* [Document]

☆ ☆ ☆ ☆ ☆

HW 2 DATA 606

Question 2.6

Dice rolls. If you roll a pair of fair dice, what is the probability of

1. getting a sum of 1? 0 Probability of getting a 1

2. getting a sum of 5? Outcome 1 = P(Y=1) * P(Y=4) = 1/6 * 1/6 = 1/36

Outcome 2 = P(Y=2) * P(Y=3) = 1/6 * 1/6 = 1/36

Outcome 3 = P(Y=3) * P(Y=2) = 1/6 * 1/6 = 1/36

Outcome 4 = P(Y=4) * P(Y=1) = 1/6 * 1/6 = 1/36

Probability of getting a sum of 5 = 4/36

3. getting a sum of 12? Outcome 1 = P(Y=6) * P(Y=6) = 1/6 * 1/6 = 1/36

Probability of gettng a sum of 12 = 1/36

Question 2.8

Poverty and language. The American Community Survey is an ongoing survey that provides data every year to give communities the current information they need to plan investments and services. The 2010 American Community Survey estimates that 14.6% of Americans live below the poverty line, 20.7% speak a language other than English (foreign language) at home, and 4.2% fall into both categories.

☆ ☆ ☆ ☆ ☆

* [Source material]

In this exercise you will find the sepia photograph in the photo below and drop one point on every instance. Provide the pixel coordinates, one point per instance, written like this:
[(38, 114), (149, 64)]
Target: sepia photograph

☆ ☆ ☆ ☆ ☆

* [Exercises to complete]
**A)** Translate this sentence from the probability homework into Spanish: "The 2010 American Community Survey estimates that 14.6% of Americans live below the poverty line, 20.7% speak a language other than English (foreign language) at home, and 4.2% fall into both categories."
**B)** In the probability homework, what is the probability of getting a sum of 5 when rolling a pair of fair dice?

* [Solutions to the problems]
**A)** La Encuesta sobre la Comunidad Estadounidense de 2010 estima que el 14,6 % de los estadounidenses vive por debajo del umbral de pobreza, el 20,7 % habla en casa un idioma distinto del inglés (idioma extranjero) y el 4,2 % pertenece a ambas categorías.

**B)** 4/36